** Opening Records shown block **
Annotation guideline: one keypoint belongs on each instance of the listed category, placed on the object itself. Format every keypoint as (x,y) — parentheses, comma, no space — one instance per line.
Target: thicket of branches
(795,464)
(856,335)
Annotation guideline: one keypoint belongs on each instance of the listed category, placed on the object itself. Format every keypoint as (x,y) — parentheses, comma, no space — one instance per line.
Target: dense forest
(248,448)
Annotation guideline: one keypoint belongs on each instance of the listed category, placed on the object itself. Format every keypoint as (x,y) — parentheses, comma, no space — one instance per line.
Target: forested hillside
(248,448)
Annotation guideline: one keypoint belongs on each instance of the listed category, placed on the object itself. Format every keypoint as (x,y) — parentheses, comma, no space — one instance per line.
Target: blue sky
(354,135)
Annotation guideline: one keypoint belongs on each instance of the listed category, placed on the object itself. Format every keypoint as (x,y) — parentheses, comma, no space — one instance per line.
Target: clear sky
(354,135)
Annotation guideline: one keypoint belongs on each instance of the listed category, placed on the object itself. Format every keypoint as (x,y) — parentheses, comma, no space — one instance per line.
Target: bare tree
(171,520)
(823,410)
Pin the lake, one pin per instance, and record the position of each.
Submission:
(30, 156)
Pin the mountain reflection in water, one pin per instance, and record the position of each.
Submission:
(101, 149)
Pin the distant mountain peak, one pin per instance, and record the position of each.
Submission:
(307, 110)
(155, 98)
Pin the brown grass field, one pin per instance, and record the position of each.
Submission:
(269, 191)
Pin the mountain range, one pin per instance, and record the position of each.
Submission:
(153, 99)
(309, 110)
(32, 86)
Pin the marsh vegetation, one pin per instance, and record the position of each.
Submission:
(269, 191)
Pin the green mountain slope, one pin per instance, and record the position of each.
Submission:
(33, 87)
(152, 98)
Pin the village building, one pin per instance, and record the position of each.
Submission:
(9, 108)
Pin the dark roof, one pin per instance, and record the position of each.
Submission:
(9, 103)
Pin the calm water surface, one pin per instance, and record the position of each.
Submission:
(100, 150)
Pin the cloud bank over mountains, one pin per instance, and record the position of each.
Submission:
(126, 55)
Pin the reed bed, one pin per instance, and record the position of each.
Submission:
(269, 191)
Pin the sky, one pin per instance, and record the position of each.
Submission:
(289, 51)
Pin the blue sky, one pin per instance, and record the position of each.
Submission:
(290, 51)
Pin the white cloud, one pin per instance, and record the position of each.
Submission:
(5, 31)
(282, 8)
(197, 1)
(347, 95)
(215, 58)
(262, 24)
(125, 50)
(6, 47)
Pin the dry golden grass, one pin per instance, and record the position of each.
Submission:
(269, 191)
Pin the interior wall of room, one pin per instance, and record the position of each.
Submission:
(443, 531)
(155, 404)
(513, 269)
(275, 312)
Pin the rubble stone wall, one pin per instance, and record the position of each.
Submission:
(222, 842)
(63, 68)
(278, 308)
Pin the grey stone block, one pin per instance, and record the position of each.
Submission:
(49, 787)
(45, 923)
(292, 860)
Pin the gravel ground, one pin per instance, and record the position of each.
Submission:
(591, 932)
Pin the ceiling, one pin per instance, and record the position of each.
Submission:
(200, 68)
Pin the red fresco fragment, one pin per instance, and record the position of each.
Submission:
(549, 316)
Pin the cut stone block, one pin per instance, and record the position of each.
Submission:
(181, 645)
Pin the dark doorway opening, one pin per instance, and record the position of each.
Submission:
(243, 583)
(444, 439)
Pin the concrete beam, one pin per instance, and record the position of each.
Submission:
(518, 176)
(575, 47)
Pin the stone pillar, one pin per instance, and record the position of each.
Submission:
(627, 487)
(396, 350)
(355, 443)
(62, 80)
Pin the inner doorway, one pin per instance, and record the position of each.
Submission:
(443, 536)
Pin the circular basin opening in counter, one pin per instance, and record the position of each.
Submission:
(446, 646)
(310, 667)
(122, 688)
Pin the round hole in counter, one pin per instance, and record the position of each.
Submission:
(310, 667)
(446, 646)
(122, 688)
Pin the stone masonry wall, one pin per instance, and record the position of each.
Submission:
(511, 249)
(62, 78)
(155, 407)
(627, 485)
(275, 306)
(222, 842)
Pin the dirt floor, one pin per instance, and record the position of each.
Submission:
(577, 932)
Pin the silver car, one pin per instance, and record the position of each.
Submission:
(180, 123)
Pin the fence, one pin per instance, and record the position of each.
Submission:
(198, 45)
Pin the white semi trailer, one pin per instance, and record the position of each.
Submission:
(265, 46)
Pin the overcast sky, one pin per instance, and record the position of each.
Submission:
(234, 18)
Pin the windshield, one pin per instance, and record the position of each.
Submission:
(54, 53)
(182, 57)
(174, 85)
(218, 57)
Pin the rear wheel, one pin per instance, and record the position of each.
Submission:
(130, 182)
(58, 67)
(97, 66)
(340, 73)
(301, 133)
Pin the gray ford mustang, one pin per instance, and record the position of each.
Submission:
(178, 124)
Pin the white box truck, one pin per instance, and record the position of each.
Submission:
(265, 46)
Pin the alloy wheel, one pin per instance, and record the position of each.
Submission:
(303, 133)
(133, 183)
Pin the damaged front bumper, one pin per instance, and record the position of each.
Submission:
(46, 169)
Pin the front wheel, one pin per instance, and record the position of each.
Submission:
** Closing Records shown block **
■ About this exercise ■
The records above need to be duplicated. Keep every word unchanged.

■ Output below ■
Annotation guideline: one keypoint belongs on each instance of the listed category, placed on the object itself. Format every keypoint as (x,y) — parentheses, comma, no space — one instance per line.
Target: thicket of branches
(795,464)
(856,335)
Annotation guideline: one keypoint belongs on each instance of the listed category, placed on the object itself. Format every keypoint as (x,y) — parentheses, comma, no space — one instance per line.
Target: dense forest
(248,448)
Annotation guideline: one keypoint belongs on each instance of the listed category, placed on the object itself. Format every keypoint as (x,y) — parentheses, comma, no space — one instance per line.
Target: forested hillside
(248,448)
Annotation guideline: one keypoint belongs on each instance of the listed category, placed on the object itself. Format every keypoint as (x,y) — parentheses, comma, no space — one instance per line.
Target: blue sky
(354,135)
Annotation guideline: one keypoint belongs on each instance of the listed category, placed on the object itself. Format every keypoint as (x,y) — parentheses, comma, no space — one instance per line.
Target: clear sky
(354,135)
Annotation guideline: one keypoint belongs on each instance of the listed category, placed on the object itself. Format every keypoint as (x,y) — parentheses, comma, no space — one instance per line.
Target: bare tree
(171,520)
(823,410)
Pin the lake, one pin per instance, and record the position of each.
Submission:
(30, 156)
Pin the mountain reflection in water, one pin per instance, and record the position of each.
Submission:
(101, 149)
Pin the distant mountain peak, one pin per instance, and record the position of each.
Submission:
(307, 110)
(155, 98)
Pin the brown grass field, one pin per instance, and record the position of each.
Submission:
(269, 191)
Pin the mountain range, one pin per instance, and record the position of each.
Submission:
(153, 99)
(309, 110)
(32, 86)
Pin the marsh vegetation, one pin per instance, and record the position of each.
Submission:
(269, 191)
Pin the green mountain slope, one pin per instance, and record the position of each.
Submission:
(33, 87)
(152, 98)
Pin the village building, one pin per instance, and record the position of each.
Submission:
(9, 108)
Pin the dark roof, one pin per instance, and record the position of each.
Submission:
(9, 103)
Pin the calm water surface, one pin per instance, and record the position of each.
Submission:
(100, 150)
Pin the cloud bank over mountains, one pin per instance, and record the position of each.
Submission:
(126, 55)
Pin the reed bed, one pin per instance, and record the position of each.
Submission:
(269, 191)
Pin the sky, one pin per instance, and record the position of each.
Submission:
(289, 51)
Pin the blue sky, one pin per instance, and record the position of each.
Submission:
(290, 51)
Pin the white cloud, one pin per instance, and record the position of each.
Submission:
(5, 31)
(282, 8)
(197, 1)
(347, 95)
(215, 58)
(262, 24)
(125, 50)
(6, 47)
Pin the dry golden grass, one pin per instance, and record the position of each.
Submission:
(269, 191)
Pin the interior wall of room, one pin per instance, and record the position of each.
Submission:
(443, 531)
(155, 404)
(513, 269)
(275, 312)
Pin the rubble stone wall, one pin per instance, and record the position of each.
Submission:
(222, 842)
(63, 68)
(278, 308)
Pin the grey stone block, one pin per instance, and record the position of each.
Submission:
(49, 787)
(45, 923)
(292, 860)
Pin the gravel ground, one pin per instance, and record the position of each.
Submission:
(591, 932)
Pin the ceiling, one pin per instance, and record the position of each.
Submission:
(200, 68)
Pin the red fresco fragment, one pin per instance, and record the position of each.
Submission:
(549, 316)
Pin the cut stone block, one pin per instance, and record the position of each.
Submission:
(181, 645)
Pin the dark doorway opening, one pin per instance, and record the position of each.
Submission:
(243, 583)
(444, 439)
Pin the concrete beam, one pin per instance, and record the position of each.
Submission:
(518, 176)
(575, 47)
Pin the stone pillar, one pin per instance, and record the position of each.
Submission:
(627, 487)
(396, 350)
(355, 443)
(62, 80)
Pin the inner doorway, one pin per instance, and record the position of each.
Submission:
(443, 536)
Pin the circular basin opening in counter, one pin per instance, and record the position of each.
Submission:
(446, 646)
(310, 667)
(122, 688)
Pin the round hole in counter, one pin per instance, and record the position of each.
Submission:
(310, 667)
(446, 646)
(122, 688)
Pin the stone masonry wall, one pin per instance, and record the position of each.
Submission:
(511, 249)
(62, 78)
(155, 407)
(627, 485)
(275, 306)
(222, 842)
Pin the dirt floor, one pin per instance, and record the position of each.
Submission:
(577, 932)
Pin the silver car, one pin per instance, and record the position of each.
Submission:
(180, 123)
Pin the fence, one pin per instance, and record the position of each.
Submission:
(198, 45)
Pin the white semi trailer, one pin per instance, and record the position of each.
Submission:
(265, 46)
Pin the overcast sky, one pin per instance, and record the position of each.
Submission:
(234, 18)
Pin the windshield, one pin per instance, and record the position of each.
Submission:
(54, 53)
(182, 57)
(174, 85)
(218, 57)
Pin the rear wheel, one pin per instance, and record the position of each.
Submission:
(130, 182)
(58, 67)
(97, 66)
(340, 73)
(301, 133)
Pin the gray ford mustang, one pin per instance, and record the position of each.
Submission:
(178, 124)
Pin the white box truck, one pin per instance, and record the position of each.
Submission:
(265, 46)
Pin the alloy wheel, one pin per instance, and record the position of each.
Submission:
(303, 133)
(133, 183)
Pin the damaged front bumper, one pin per instance, and record the position of each.
Submission:
(46, 169)
Pin the front wheel, one pin per instance, and record the position of each.
Submission:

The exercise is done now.